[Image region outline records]

□ □ □ □ □ □ □

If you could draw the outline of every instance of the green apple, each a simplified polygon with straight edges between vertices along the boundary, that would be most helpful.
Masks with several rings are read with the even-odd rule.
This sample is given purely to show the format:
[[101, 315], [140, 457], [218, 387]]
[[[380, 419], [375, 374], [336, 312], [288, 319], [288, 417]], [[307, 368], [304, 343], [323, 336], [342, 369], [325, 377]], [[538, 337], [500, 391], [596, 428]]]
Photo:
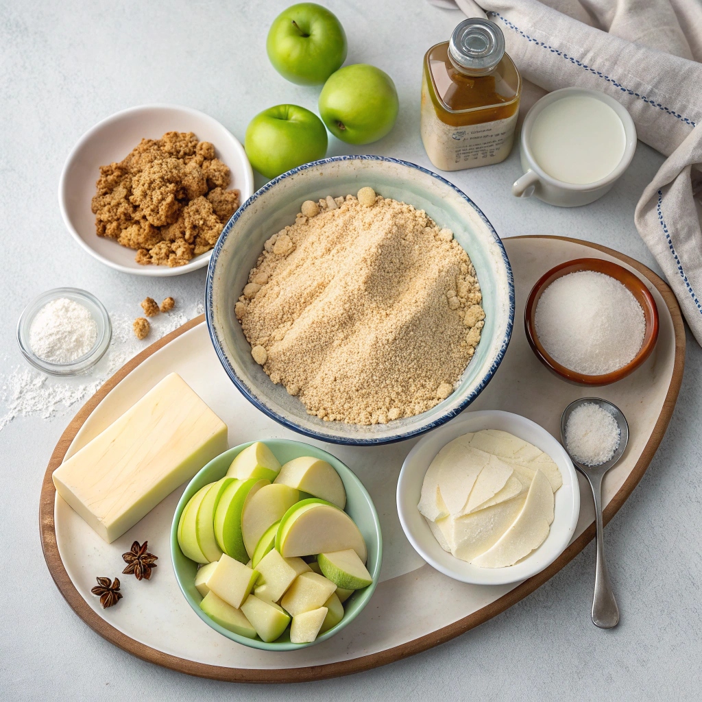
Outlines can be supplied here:
[[322, 575], [343, 590], [360, 590], [373, 582], [371, 574], [352, 548], [320, 553], [317, 562]]
[[227, 555], [241, 563], [249, 560], [249, 554], [244, 546], [241, 536], [241, 512], [246, 498], [256, 494], [270, 482], [265, 478], [234, 480], [230, 483], [220, 498], [215, 511], [215, 538], [220, 548]]
[[185, 505], [185, 509], [180, 513], [180, 519], [178, 524], [178, 543], [180, 547], [180, 550], [187, 558], [194, 561], [196, 563], [209, 563], [209, 559], [202, 552], [199, 544], [197, 543], [197, 532], [196, 524], [197, 519], [197, 510], [200, 504], [207, 494], [207, 491], [214, 484], [210, 483], [204, 487], [200, 488], [192, 497], [190, 502]]
[[216, 567], [217, 561], [213, 561], [211, 563], [208, 563], [207, 565], [198, 569], [195, 574], [195, 589], [203, 597], [210, 591], [210, 588], [207, 587], [207, 579], [212, 575], [212, 571]]
[[336, 597], [339, 598], [340, 602], [343, 603], [355, 592], [355, 590], [345, 590], [343, 588], [337, 588]]
[[241, 609], [232, 607], [214, 592], [208, 592], [200, 602], [200, 609], [220, 626], [247, 639], [255, 639], [256, 631]]
[[302, 573], [283, 595], [280, 604], [293, 616], [321, 607], [331, 596], [336, 585], [323, 575]]
[[267, 602], [249, 595], [241, 605], [241, 611], [263, 641], [275, 641], [287, 628], [290, 617], [274, 602]]
[[337, 624], [344, 618], [344, 608], [336, 592], [332, 592], [329, 599], [324, 602], [324, 607], [327, 609], [326, 616], [322, 622], [322, 628], [319, 633], [328, 631], [333, 626]]
[[273, 452], [262, 442], [254, 442], [232, 461], [227, 471], [230, 477], [247, 480], [266, 478], [272, 482], [280, 472], [280, 463]]
[[279, 522], [271, 524], [265, 531], [263, 536], [258, 539], [256, 548], [253, 549], [253, 554], [251, 556], [251, 567], [256, 568], [260, 559], [275, 548], [275, 535], [278, 533], [278, 525]]
[[277, 483], [265, 485], [248, 498], [241, 512], [241, 537], [249, 556], [253, 557], [258, 541], [271, 524], [279, 522], [299, 499], [300, 493], [294, 488]]
[[246, 127], [249, 160], [266, 178], [275, 178], [326, 153], [322, 120], [296, 105], [277, 105], [259, 112]]
[[275, 482], [326, 500], [342, 510], [346, 504], [346, 491], [339, 474], [326, 461], [311, 456], [289, 461], [280, 469]]
[[326, 607], [322, 607], [293, 616], [290, 625], [290, 642], [311, 644], [319, 633], [328, 611]]
[[319, 114], [324, 124], [347, 144], [382, 139], [392, 128], [399, 110], [392, 79], [367, 63], [339, 69], [319, 95]]
[[238, 609], [253, 589], [258, 575], [258, 571], [223, 553], [206, 584], [211, 592]]
[[200, 550], [211, 563], [218, 561], [222, 549], [215, 538], [215, 510], [227, 486], [234, 482], [234, 478], [223, 477], [214, 483], [205, 494], [195, 517], [195, 537]]
[[293, 505], [283, 515], [275, 537], [282, 556], [307, 556], [352, 548], [364, 563], [366, 542], [353, 519], [343, 510], [312, 498]]
[[274, 548], [259, 562], [260, 574], [253, 594], [269, 602], [277, 602], [298, 575], [310, 571], [301, 558], [284, 558]]
[[346, 34], [325, 7], [303, 2], [273, 21], [266, 51], [273, 67], [301, 86], [321, 86], [346, 59]]

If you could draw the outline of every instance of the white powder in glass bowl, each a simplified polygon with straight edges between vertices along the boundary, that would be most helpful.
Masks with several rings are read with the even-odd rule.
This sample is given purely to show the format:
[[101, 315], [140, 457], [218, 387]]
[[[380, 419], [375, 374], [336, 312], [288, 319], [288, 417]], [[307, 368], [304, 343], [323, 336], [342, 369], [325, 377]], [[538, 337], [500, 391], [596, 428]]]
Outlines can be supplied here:
[[72, 363], [98, 339], [98, 325], [86, 307], [67, 298], [47, 303], [29, 327], [32, 352], [49, 363]]
[[623, 368], [646, 333], [644, 310], [618, 280], [591, 270], [569, 273], [543, 291], [534, 323], [546, 352], [586, 376]]

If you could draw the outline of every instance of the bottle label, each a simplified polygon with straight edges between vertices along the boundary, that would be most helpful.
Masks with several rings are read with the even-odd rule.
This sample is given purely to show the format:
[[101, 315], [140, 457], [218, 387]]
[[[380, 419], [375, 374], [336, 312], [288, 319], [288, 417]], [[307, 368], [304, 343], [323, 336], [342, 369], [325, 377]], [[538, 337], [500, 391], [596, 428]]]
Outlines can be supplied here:
[[422, 141], [437, 168], [460, 171], [497, 164], [507, 158], [512, 150], [518, 110], [505, 119], [453, 126], [437, 117], [425, 84], [422, 92]]

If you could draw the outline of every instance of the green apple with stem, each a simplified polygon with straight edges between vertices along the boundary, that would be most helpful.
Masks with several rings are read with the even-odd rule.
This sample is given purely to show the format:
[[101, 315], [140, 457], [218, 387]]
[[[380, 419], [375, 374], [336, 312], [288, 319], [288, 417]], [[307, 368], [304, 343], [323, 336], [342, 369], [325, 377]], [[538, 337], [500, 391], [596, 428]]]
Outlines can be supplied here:
[[266, 39], [273, 67], [301, 86], [322, 85], [344, 62], [346, 50], [341, 23], [326, 8], [313, 2], [284, 10]]
[[333, 73], [319, 94], [319, 114], [327, 128], [347, 144], [382, 139], [397, 119], [399, 102], [392, 79], [367, 63]]
[[275, 178], [326, 153], [322, 120], [296, 105], [277, 105], [259, 112], [246, 127], [244, 146], [251, 166]]

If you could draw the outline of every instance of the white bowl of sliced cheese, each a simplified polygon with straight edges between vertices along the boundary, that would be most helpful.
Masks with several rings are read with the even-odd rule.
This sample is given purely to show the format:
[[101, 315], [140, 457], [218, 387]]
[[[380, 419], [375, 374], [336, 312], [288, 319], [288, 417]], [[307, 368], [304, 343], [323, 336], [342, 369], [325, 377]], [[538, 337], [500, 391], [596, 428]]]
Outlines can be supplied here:
[[470, 412], [410, 451], [397, 512], [410, 543], [437, 570], [504, 585], [563, 552], [578, 523], [580, 488], [565, 449], [543, 427], [510, 412]]

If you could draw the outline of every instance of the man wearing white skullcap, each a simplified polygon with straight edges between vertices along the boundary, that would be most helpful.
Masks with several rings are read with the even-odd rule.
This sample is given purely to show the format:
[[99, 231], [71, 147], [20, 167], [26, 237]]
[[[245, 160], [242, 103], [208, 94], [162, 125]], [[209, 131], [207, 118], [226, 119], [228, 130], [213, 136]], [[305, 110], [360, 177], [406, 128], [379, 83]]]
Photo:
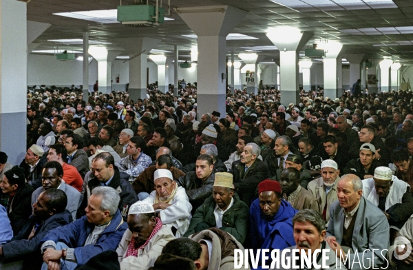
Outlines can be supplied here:
[[388, 167], [378, 167], [372, 178], [363, 181], [363, 196], [378, 207], [390, 226], [401, 228], [413, 214], [410, 186], [392, 174]]
[[171, 227], [162, 224], [148, 202], [138, 201], [131, 206], [127, 226], [116, 249], [121, 269], [153, 267], [162, 249], [175, 239]]
[[153, 175], [155, 189], [142, 202], [151, 204], [159, 211], [164, 225], [169, 225], [176, 237], [182, 236], [189, 226], [192, 205], [185, 189], [178, 186], [169, 169], [158, 169]]
[[324, 220], [328, 226], [330, 220], [330, 205], [338, 200], [337, 183], [340, 178], [340, 170], [337, 163], [332, 159], [326, 159], [320, 167], [321, 177], [308, 183], [307, 189], [317, 198]]
[[[260, 149], [261, 149], [260, 154], [263, 160], [265, 160], [266, 156], [268, 155], [273, 154], [273, 148], [274, 148], [273, 143], [275, 140], [276, 136], [275, 132], [270, 129], [265, 129], [261, 134]], [[273, 147], [271, 147], [272, 145]]]

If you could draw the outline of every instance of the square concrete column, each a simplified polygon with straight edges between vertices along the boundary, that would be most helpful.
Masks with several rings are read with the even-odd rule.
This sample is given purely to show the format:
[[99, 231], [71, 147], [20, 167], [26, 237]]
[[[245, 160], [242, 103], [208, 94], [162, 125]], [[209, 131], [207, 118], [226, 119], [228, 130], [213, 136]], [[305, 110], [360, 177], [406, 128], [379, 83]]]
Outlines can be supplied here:
[[326, 57], [324, 62], [324, 98], [328, 97], [335, 99], [341, 96], [342, 94], [341, 92], [339, 93], [338, 81], [341, 80], [341, 74], [339, 74], [338, 67], [339, 65], [341, 65], [341, 56], [340, 53], [343, 49], [343, 45], [335, 42], [330, 42], [323, 44], [323, 45], [321, 48], [326, 51]]
[[[314, 35], [293, 28], [278, 28], [266, 36], [279, 50], [279, 90], [281, 103], [299, 103], [299, 50]], [[282, 37], [282, 39], [280, 39]]]
[[390, 87], [391, 90], [399, 91], [401, 90], [400, 82], [400, 63], [394, 63], [390, 67]]
[[89, 99], [89, 33], [83, 32], [83, 80], [82, 92], [83, 101], [87, 103]]
[[350, 87], [352, 87], [352, 85], [359, 79], [361, 80], [361, 83], [363, 84], [363, 79], [361, 76], [361, 69], [360, 68], [360, 64], [364, 59], [364, 54], [343, 54], [343, 57], [347, 59], [350, 63], [350, 81], [348, 82], [348, 85]]
[[389, 92], [390, 85], [390, 67], [393, 60], [383, 59], [380, 63], [380, 91]]
[[14, 165], [26, 152], [26, 14], [25, 2], [0, 1], [0, 149]]
[[167, 56], [164, 54], [151, 54], [149, 59], [158, 65], [158, 89], [165, 94], [168, 92], [168, 83], [166, 80]]
[[[103, 47], [91, 47], [89, 53], [98, 61], [98, 85], [99, 92], [112, 92], [112, 62], [122, 52], [107, 50]], [[84, 59], [85, 60], [85, 59]], [[87, 59], [89, 61], [89, 60]]]
[[311, 66], [313, 62], [310, 61], [300, 61], [299, 66], [303, 74], [303, 90], [306, 92], [311, 90]]
[[175, 8], [198, 35], [197, 112], [225, 115], [226, 37], [246, 14], [230, 6]]
[[161, 41], [147, 37], [118, 39], [118, 43], [129, 54], [129, 100], [147, 98], [147, 54]]

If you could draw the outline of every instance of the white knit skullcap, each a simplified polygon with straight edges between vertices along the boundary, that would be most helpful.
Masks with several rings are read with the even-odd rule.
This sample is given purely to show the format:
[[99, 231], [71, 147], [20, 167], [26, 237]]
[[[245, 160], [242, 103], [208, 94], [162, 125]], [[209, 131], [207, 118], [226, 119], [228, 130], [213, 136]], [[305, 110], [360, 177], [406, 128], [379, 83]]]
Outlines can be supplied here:
[[326, 159], [321, 163], [321, 167], [323, 169], [325, 167], [328, 167], [329, 168], [333, 168], [335, 169], [339, 169], [339, 166], [337, 165], [337, 163], [334, 161], [332, 159]]

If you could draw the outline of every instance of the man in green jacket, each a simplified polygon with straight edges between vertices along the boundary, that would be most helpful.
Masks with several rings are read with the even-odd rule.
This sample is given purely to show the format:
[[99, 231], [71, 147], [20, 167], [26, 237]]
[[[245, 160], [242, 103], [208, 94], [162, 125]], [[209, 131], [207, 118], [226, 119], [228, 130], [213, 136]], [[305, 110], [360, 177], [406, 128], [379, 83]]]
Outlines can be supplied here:
[[215, 174], [212, 196], [196, 209], [184, 236], [215, 227], [231, 233], [240, 242], [244, 242], [249, 209], [240, 200], [232, 187], [232, 174], [227, 172]]

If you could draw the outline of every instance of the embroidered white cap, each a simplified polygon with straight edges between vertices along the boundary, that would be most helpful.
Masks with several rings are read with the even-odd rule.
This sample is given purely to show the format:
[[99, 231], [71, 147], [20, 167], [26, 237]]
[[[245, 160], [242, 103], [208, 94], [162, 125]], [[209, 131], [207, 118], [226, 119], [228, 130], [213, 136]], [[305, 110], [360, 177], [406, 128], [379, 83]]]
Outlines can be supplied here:
[[153, 180], [161, 178], [162, 177], [166, 177], [167, 178], [171, 179], [171, 180], [173, 180], [172, 173], [169, 169], [158, 169], [156, 171], [155, 171], [155, 173], [153, 174]]
[[151, 204], [138, 201], [131, 205], [128, 215], [134, 215], [136, 214], [155, 213], [155, 209]]
[[392, 170], [388, 167], [377, 167], [374, 169], [374, 175], [373, 177], [379, 180], [390, 180], [393, 178]]
[[321, 169], [323, 169], [325, 167], [333, 168], [334, 169], [339, 169], [339, 165], [337, 165], [337, 163], [334, 161], [332, 159], [326, 159], [324, 160], [321, 163]]
[[268, 137], [271, 138], [273, 140], [274, 140], [275, 138], [275, 136], [277, 136], [277, 134], [275, 134], [275, 132], [273, 129], [265, 129], [264, 131], [264, 133], [267, 134]]

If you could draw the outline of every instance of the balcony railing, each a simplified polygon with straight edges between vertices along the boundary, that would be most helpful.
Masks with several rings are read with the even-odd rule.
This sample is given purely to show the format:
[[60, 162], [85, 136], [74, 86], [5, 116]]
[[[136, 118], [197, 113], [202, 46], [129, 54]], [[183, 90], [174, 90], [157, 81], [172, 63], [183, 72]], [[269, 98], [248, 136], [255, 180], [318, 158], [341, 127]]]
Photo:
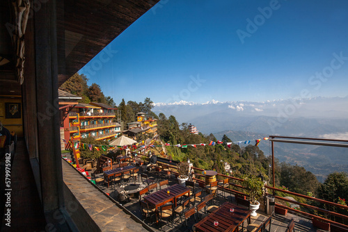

□ □ □ □ □ □ □

Exercise details: Copy out the part of the listing from the line containing "of the embroidered" through the end of the listing, keeping each line unchanged. Leave the pictures out of your copy.

Task solution:
If you could draw the outline of every instance of the embroidered white cap, each a simplified polygon with straight edges between vertices along the boundary, that would be most helpful.
Masks with several rings are read with the even-odd rule.
This sample is given purely to show the format:
[[99, 231], [71, 147], [20, 167], [26, 237]]
[[[245, 160], [242, 103], [208, 94], [162, 125]], [[209, 131], [207, 118], [226, 119], [228, 130], [213, 136]], [[305, 110], [360, 177], [406, 128], [379, 83]]]
Outlines can be supplied here:
[[153, 180], [161, 178], [162, 177], [166, 177], [167, 178], [171, 179], [171, 180], [173, 180], [172, 173], [169, 169], [158, 169], [156, 171], [155, 171], [155, 173], [153, 174]]
[[151, 204], [138, 201], [131, 205], [128, 215], [134, 215], [136, 214], [155, 213], [155, 209]]
[[392, 170], [388, 167], [377, 167], [374, 169], [374, 175], [373, 177], [379, 180], [390, 180], [393, 178]]
[[321, 169], [323, 169], [325, 167], [333, 168], [334, 169], [339, 169], [339, 165], [337, 165], [337, 163], [334, 161], [332, 159], [326, 159], [324, 160], [321, 163]]
[[268, 137], [271, 138], [273, 140], [274, 140], [275, 138], [275, 136], [277, 136], [277, 134], [275, 134], [275, 132], [273, 129], [265, 129], [264, 131], [264, 133], [267, 134]]

If you could draw the outline of every instance of the balcony railing, each a simplified polygon with straight edges between vertices along the boundary, that would be most helpful.
Masks with several rings are read with the even-odd rule.
This sample is given purely to show the format:
[[60, 162], [85, 136], [74, 86], [5, 116]]
[[[136, 118], [197, 113], [202, 46], [129, 54]], [[183, 90], [174, 90], [157, 81], [172, 63], [183, 72]], [[269, 98], [248, 136], [255, 180], [318, 158], [341, 127]]]
Photo:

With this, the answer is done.